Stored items
[Start of section]
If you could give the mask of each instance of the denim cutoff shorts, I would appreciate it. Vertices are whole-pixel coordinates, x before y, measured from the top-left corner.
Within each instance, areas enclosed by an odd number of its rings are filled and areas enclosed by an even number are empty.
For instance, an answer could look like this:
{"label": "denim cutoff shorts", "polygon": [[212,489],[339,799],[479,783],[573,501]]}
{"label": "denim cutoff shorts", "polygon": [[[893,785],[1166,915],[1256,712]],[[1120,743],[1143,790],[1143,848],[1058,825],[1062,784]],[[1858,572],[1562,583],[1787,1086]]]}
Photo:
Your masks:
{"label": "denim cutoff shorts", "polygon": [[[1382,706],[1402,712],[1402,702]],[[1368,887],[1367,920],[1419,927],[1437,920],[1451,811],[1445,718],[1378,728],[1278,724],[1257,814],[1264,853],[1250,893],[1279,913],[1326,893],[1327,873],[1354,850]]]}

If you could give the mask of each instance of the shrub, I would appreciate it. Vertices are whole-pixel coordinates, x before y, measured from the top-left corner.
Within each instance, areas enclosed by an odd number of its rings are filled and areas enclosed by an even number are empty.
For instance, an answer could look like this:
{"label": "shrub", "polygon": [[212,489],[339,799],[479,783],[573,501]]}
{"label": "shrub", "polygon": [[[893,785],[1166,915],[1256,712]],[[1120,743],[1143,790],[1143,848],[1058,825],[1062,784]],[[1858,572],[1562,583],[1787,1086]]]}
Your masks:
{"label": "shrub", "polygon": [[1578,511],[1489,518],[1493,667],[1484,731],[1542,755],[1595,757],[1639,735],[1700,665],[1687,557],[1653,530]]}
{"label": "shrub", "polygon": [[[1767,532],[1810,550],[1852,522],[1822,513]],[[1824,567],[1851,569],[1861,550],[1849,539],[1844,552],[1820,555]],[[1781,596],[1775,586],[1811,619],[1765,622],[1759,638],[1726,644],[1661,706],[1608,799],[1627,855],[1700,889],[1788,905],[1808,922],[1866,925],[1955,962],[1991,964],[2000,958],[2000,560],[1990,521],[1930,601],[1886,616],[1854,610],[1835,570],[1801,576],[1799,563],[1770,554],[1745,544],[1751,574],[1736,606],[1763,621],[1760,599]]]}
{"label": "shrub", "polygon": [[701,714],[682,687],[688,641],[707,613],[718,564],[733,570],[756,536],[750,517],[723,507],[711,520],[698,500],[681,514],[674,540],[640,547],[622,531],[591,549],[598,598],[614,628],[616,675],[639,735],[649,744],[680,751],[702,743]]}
[End of section]
Prompt
Pull out each record as written and restate it exactly.

Task response
If you could give the mask of each instance of the denim cutoff shorts, I would appreciate it. Vertices are whole-pixel coordinates, x before y, measured from the top-left corner.
Within each instance, areas enclosed by an odd number of its rings are filled and areas enclosed by an even number are empty.
For instance, an answer could look like this:
{"label": "denim cutoff shorts", "polygon": [[212,489],[339,799],[479,783],[573,501]]}
{"label": "denim cutoff shorts", "polygon": [[[893,785],[1166,915],[1256,712]],[[1120,743],[1143,790],[1143,848],[1058,825],[1062,784]],[[1858,572],[1562,583],[1787,1086]]]}
Photo:
Your masks:
{"label": "denim cutoff shorts", "polygon": [[[1382,706],[1402,712],[1402,702]],[[1368,887],[1367,920],[1419,927],[1437,920],[1451,811],[1445,718],[1378,728],[1278,724],[1257,814],[1264,853],[1250,893],[1279,913],[1326,893],[1327,873],[1354,850]]]}

If you could give the mask of each instance of the shrub, I would appreciate it. Vertices are whole-pixel coordinates, x before y, measured from the top-left corner.
Within each instance, areas enclosed by an odd number of its rings are filled and areas enclosed by an even number are empty.
For instance, an answer could look like this:
{"label": "shrub", "polygon": [[212,489],[339,799],[479,783],[573,501]]}
{"label": "shrub", "polygon": [[[893,785],[1166,915],[1256,712]],[[1120,743],[1143,790],[1143,848],[1058,825],[1062,784]],[[1858,572],[1562,583],[1787,1086]]]}
Your masks:
{"label": "shrub", "polygon": [[1578,511],[1489,518],[1493,667],[1484,731],[1542,755],[1595,757],[1639,735],[1700,665],[1687,557],[1653,530]]}
{"label": "shrub", "polygon": [[[1767,532],[1810,550],[1852,522],[1822,513]],[[1824,567],[1851,569],[1861,550],[1849,539],[1844,552],[1820,555]],[[1781,596],[1775,586],[1811,619],[1765,622],[1759,638],[1726,644],[1661,706],[1608,799],[1627,855],[1700,889],[1788,905],[1808,922],[1866,925],[1955,962],[1991,964],[2000,958],[2000,560],[1990,521],[1930,601],[1886,616],[1854,610],[1835,570],[1801,576],[1799,563],[1770,554],[1745,544],[1751,574],[1736,606],[1763,621],[1760,599]]]}
{"label": "shrub", "polygon": [[701,714],[682,687],[688,641],[707,613],[718,564],[733,570],[756,536],[750,517],[723,507],[711,520],[698,500],[681,514],[674,540],[640,547],[622,531],[591,549],[598,598],[614,628],[616,675],[639,735],[649,744],[680,751],[702,743]]}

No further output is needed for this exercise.